> [DOCUMENT SEGMENT]

== == ==

Because most large employers are self-insured, they have the freedom to design benefits programs to meet the particular needs of their employees. At the same time, they are able to save money because self-insured companies are not required to comply with state mandates.

Companies have taken action by launching programs to help their employees be healthy, with assessments and screenings, nursing hotlines, on-site clinics, specialized disease programs, weight-management and smoking- cessation programs, as well as various exercise regimens.

Predictive analytics and data gathered from claims and health assessments also help companies develop programs that are right for their employees, said George Pantos, executive director of the Health Performance Management Institute, which promotes healthcare performance management.

At Intrepid Potash, for instance, data from health screenings showed that contrary to expectations the company's employees had a much bigger problem with their weight and diabetes than they did with smoking.

As a result, the company was able to adjust its focus and offer disease-management programs targeted for those needs.

Employers are also providing rewards to encourage employees to take action.

These include programs that offer employees points that can be used for purchases at major retailers or a system of discounts on health insurance for participating employees.

== == ==

> [SUPPLIED MATERIAL]
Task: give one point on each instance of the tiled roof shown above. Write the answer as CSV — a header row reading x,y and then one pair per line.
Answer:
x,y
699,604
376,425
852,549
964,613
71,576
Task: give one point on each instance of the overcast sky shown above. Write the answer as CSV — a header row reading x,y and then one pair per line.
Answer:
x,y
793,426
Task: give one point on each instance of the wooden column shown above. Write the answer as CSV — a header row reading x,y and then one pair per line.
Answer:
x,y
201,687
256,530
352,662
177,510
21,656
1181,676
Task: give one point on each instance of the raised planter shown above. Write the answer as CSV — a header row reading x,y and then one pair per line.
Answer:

== == ==

> [EXERCISE PROMPT]
Carry on the passage about employer health programs, starting after its last sentence. The entries have nothing to do with the passage on employer health programs.

> [EXERCISE OUTPUT]
At London-based global insurance broker Willis Group, which has sizable operations in the United States, employees could get $250 for each "healthy event," such as an exercise class, health coaching or screening. That money goes into their health savings account, which can be used toward deductibles on their health insurance, Barton said.

Regis Corp., a Minneapolis-based owner of beauty salons worldwide, has a similar program that allows employees to earn money that goes into a health bank account for doing things like taking a health risk questionnaire, getting a biometric screening, getting their blood pressure taken, taking an exercise class, or participating in any one of 40 different wellness programs.

These health incentive efforts are making a big difference.

"Companies that have utilized these procedures have been able to reverse the trend and bend the cost curve down rather than up," Pantos said.

Intrepid Potash has seen impressive results from its efforts, which include offering employees discounts on health insurance if they take a health assessment and participate in other activities.

At a time when healthcare costs were up 40 percent over the last three years nationally, Intrepid Potash's costs increased 20 percent, said Jamie Whyte, executive vice president in charge of human resources.

The company's hospital admissions, meanwhile, have decreased 21 percent over the past two plan years and the average length of stay also has decreased. Emergency room visits were down 19 percent over the last two plan years as well.

American Century Investments, a Kansas City, Mo.-based asset management firm, has had similar results, with healthcare costs up only 3.8 percent on an annualized basis over the last 36 months, said Brent Simmons, the account executive for American Century at Lockton.

At Regis, claims costs have declined almost 35 percent since it began offering health clinics onsite for its employees, said Allison Brown, director of health and welfare benefits.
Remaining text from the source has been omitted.